> [原文节选]:
═══

准备将oracle数据抽取到hive中作为ods层的数据
方案:使用sqoop建立job增量抽取到HDFS,使用hive建立外部表指定location到HDFS下的数据位置,使用Azkaban定时调用

1.建立sqoop job

sqoop job --create TMGPFRETURNDETAIL_RPT -- import \
--connect jdbc:oracle:thin:@192.168.0.18:1521:xxxx \
--username xxxx\
--password-file /sqoop/pwd/sqoopPWD_mgrpt.pwd \
--target-dir /DATA/ODS/TMGPFRETURNDETAIL_RPT \
--fields-terminated-by '^A' \
--table TMGPFRETURNDETAIL_RPT \
--incremental append \
--check-column DEALTIME \
--last-value '2016-01-01 00:00:00' \
--m 6
append 表示数据已追加的方式抽取
last-value 建立job后下次运行时sqoop会根据已有值自行判断替换这个值
password-file 指定数据库的密码文件
target-dir  抽取的数据存放在hdfs的位置
fields-terminated-by 字段之间的分隔符
check-column 增量抽取时的增量字段

查看sqoop下的job

[hadoop@FineReportAppServer pwd]$ echo `date`  "jobs start" 
2021年 04月 06日 星期二 15:50:04 CST jobs start
[hadoop@FineReportAppServer pwd]$ sqoop job -list
...

═══

> [任务数据]:
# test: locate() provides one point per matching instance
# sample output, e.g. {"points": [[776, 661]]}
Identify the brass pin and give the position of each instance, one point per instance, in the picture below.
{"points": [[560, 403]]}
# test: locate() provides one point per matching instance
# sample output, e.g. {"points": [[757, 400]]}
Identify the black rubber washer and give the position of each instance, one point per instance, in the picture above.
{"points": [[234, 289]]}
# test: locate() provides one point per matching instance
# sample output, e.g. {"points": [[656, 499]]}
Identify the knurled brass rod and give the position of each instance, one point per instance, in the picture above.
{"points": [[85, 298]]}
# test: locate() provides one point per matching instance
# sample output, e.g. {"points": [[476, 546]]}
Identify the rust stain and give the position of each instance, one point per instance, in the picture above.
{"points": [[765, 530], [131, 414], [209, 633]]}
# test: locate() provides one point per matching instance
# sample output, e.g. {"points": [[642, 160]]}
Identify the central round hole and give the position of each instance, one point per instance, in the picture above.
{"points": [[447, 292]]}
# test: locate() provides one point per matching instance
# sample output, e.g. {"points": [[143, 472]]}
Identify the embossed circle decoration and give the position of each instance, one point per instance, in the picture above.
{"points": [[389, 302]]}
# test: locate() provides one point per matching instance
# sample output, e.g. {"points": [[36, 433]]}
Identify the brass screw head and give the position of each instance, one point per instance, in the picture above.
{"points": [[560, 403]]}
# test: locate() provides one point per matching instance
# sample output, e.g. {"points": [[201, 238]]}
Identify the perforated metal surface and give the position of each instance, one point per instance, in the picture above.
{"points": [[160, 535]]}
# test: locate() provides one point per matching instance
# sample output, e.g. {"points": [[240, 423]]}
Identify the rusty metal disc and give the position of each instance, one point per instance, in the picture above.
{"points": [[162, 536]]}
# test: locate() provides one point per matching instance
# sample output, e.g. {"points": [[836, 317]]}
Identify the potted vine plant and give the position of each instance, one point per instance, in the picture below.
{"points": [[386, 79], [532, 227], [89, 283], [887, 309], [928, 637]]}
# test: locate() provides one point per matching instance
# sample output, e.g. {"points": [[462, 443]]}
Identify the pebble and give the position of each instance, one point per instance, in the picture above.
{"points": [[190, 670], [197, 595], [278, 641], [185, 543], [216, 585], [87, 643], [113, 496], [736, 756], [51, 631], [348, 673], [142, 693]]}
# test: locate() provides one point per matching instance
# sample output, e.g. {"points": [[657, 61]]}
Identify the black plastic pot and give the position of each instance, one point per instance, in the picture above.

═══

> [任务要求 A]:
按照关于 sqoop 抽取 oracle 数据的原文,方案用哪个工具做定时调用?
> [任务要求 B]:
统计条目中含有字符串“below”的行数,区分大小写,只写出数字。
原文与条目彼此独立,没有关联。

> [参考答案 A]:
Azkaban

> [参考答案 B]:
2